Task details: Please copy all of the records below, keeping every line word for word.

>> Start Extracted entries

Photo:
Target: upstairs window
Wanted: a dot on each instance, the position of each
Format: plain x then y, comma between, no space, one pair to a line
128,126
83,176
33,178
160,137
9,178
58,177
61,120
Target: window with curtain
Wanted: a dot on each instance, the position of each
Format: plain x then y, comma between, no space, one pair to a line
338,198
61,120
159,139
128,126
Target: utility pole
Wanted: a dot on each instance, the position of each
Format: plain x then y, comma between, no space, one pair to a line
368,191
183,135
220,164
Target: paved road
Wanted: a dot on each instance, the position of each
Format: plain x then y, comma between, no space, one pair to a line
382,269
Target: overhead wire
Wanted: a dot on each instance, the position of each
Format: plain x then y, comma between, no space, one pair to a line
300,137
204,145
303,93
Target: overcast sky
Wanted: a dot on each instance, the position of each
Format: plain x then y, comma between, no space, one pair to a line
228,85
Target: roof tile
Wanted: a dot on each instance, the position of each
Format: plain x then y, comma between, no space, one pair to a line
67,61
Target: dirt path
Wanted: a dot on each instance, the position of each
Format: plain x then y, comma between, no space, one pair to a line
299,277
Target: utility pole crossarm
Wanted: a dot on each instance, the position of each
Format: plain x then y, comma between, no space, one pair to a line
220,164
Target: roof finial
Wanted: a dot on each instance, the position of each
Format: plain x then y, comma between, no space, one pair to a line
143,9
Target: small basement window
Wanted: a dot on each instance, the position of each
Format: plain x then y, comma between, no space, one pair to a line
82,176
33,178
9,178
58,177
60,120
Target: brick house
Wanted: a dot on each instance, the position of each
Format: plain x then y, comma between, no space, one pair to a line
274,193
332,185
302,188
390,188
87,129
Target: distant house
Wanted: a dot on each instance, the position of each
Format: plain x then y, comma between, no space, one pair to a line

>> End Extracted entries

Expected output:
Photo:
Target: upstairs window
Wanted: a dot on each instance, the position of each
Format: plain x then y, comma between, no space, one pair to a line
128,126
83,176
33,178
160,137
9,178
58,177
61,120
Target: window with curtain
Wanted: a dot on each instance, the position of each
Format: plain x then y, comma between, no space, one pair to a line
338,198
61,120
159,139
128,126
Target: utility pole
Wanted: a dot on each instance, the position of each
Format: plain x then y, comma between, no space, one pair to a line
368,191
183,135
220,164
Target: paved road
Wanted: a dot on each instance, the position of each
Format: plain x then y, comma between, no space, one pair to a line
382,269
Target: overhead wire
Wanted: a dot on each instance, the position of each
Format: plain x then y, comma between, no space, one pair to a line
300,137
204,145
303,93
Target: overcast sky
Wanted: a dot on each instance, the position of each
Format: plain x then y, comma between, no space, one pair to a line
228,85
Target: roof tile
Wanted: a dot on each instance, the position of each
Format: plain x then y, comma between, no space, one pair to a line
67,61
Target: dirt path
Wanted: a dot on each instance, the position of each
Format: plain x then y, comma between, no space, one pair to a line
299,277
Target: utility pole crossarm
Wanted: a dot on each instance, the position of each
Format: plain x then y, comma between, no space, one pair to a line
220,164
Target: roof finial
Wanted: a dot on each instance, the position of each
Format: plain x then y, comma between, no space, one pair to a line
143,9
Target: small basement window
Wanted: a dot on each instance, the position of each
Format: plain x then y, comma between, no space, one pair to a line
82,176
33,178
9,178
58,177
60,120
Target: brick house
Wanted: a dot on each instance, the position of each
Format: plain x then y, comma between, no space, one pair to a line
274,193
332,185
302,188
390,188
87,129
Target: distant house
Wanted: a dot on each instance, the position of each
Format: plain x then y, comma between, no space, one pair to a line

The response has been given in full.